>>>

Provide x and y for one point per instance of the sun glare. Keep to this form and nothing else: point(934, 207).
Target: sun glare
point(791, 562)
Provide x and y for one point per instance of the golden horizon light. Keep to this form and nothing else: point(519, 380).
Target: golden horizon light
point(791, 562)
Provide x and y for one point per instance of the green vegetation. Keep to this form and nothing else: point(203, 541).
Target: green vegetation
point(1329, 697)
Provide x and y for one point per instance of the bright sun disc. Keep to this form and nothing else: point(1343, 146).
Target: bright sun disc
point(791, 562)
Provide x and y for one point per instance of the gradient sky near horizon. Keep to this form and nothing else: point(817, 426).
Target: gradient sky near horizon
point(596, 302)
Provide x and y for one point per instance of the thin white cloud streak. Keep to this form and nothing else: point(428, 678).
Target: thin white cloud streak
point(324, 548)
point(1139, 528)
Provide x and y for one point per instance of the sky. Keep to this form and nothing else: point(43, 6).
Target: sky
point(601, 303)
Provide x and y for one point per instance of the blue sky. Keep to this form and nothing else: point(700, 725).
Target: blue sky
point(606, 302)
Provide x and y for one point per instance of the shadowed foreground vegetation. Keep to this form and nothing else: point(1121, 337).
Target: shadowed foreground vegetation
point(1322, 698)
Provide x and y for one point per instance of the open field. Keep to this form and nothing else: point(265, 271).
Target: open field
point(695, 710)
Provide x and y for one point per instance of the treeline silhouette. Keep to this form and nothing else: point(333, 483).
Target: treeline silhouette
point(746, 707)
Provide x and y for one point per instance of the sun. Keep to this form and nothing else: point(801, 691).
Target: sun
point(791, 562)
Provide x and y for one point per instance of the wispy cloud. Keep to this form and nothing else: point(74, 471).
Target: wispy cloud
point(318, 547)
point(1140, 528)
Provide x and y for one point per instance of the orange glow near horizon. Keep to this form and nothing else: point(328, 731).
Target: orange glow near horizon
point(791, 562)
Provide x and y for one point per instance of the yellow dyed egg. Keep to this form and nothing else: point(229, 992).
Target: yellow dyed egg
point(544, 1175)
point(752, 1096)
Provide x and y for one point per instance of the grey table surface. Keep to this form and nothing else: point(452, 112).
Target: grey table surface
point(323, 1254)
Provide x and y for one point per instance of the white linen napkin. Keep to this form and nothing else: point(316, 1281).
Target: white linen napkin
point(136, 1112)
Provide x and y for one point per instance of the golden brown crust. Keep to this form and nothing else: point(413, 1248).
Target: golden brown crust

<<<

*PROBLEM DETAILS*.
Reproduce the lines, requests included, starting at the first line and ending at the line that contains "point(1329, 697)", with every answer coordinate raised by 69. Leave the requests and the sample points in them unchanged.

*WRITTEN REPLY*.
Provide x and y for one point per instance of the sun glare. Keep to this form and nothing else: point(934, 207).
Target: sun glare
point(860, 631)
Provide x and y for one point per instance of the golden horizon light. Keep to this form and nothing else: point(519, 380).
Target: golden horizon light
point(860, 631)
Provide x and y for one point per instance of the green vegetation. Keep to this form and nothing else: point(203, 541).
Target: green vegetation
point(1398, 766)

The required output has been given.